## TEXT PROVIDED
=======

All of the above is held in check by volunteers and shoe string budgets. Drupal.org has needed some hardware thrown at it for a good long time and now it's happening. Hooray. :)

=====
Bloggyland

octima’s picture

I've been a registered user of drupal.org for a few days. Like many others (I suspect), I'm mainly interested in learning about Drupal by browsing the handbooks and forums. This kind of activity does not require me to be logged in. However, I find that when I visit drupal.org, I'm automatically logged in, whether I want to be or not, adding to the burden on drupal's infrastructure. Would it be a better use of resources if users were left to decide for themselves whether they wish to be logged in to the site?

VM’s picture

eventually, a users session is reset per the setting in settings.php and they have to log back in. If users would log out when they leave the site, their session would be terminated immediatley. Logged in or not, the search would still be affected when being used.
_____________________________________________________________________________________________
give a person a fish and you feed them for a day but ... teach a person to fish and you feed them for a lifetime

joep.hendrix’s picture

It may have not anything to do with the search performance. However, cached content will be served to anon users.

=======

Excerpts from a point labeling dataset
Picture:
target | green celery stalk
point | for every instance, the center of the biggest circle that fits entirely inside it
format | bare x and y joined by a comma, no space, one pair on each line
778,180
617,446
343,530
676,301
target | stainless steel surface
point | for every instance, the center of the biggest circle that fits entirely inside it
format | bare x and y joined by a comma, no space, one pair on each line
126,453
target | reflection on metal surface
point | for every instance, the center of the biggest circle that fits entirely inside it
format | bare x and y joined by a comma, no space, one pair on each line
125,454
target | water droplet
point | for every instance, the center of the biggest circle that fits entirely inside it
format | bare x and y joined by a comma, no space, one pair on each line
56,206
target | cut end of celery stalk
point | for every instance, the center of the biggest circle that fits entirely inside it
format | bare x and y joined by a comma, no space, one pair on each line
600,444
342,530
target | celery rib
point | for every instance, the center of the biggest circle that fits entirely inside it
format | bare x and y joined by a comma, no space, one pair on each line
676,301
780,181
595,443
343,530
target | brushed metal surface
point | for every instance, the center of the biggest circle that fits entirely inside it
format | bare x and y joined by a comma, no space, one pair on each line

=======

## REQUIREMENT
Can you continue the drupal.org forum thread on logins and site performance from where it stops?

## ANSWER FOR THE TASK
Removing the automatic login could IMHO improve the performance dramatically since I think that there quite a few users that visit the site for handbooks, api, etc without needing to log in.

-----------------------------------------
CompuBase, websites and webdesign

-----------------------------------------
Joep
CompuBase, Dutch Drupal full service agency

vph’s picture

It is the software.

As an administrator of a VBulletin forum, a PHPBB forum and a Drupal portal, I know that Drupal is much much slower than the other forum software (all using Apache, PHP, MySQL). I hope 6.0 will be faster, and 7.0 will be even faster.

Take a look at http://phpbb.com and see how many threads and posts and active users they have, you'll see drupal.org is pale in comparison. But their site has always seemed a lot faster to me. Do they have superior hardware? I doubt it.

joep.hendrix’s picture

Please do not compare Drupal to just some kind of Forum software.
Drupal is a CMS and the forum is just one of the modules.

-----------------------------------------
CompuBase, websites and webdesign

-----------------------------------------
Joep
CompuBase, Dutch Drupal full service agency

cog.rusty’s picture

I notice that while they do have a link for their own search system, the text field on their header is a Google search.

Also, they have been careful to keep query pages like "latest discussions" behind a link.

al4711’s picture

Hi,

which loadbalancer have you choose?

Do you know where the bottlenecks are (webserver, appserver, dbserver, application, ...)?

Is there a test-(environment/scenario) to measure the problems?

Due the fact that there are many ways to deliver content, it will be interesting how the infrastructure looks and where are the possibilities to optimize something.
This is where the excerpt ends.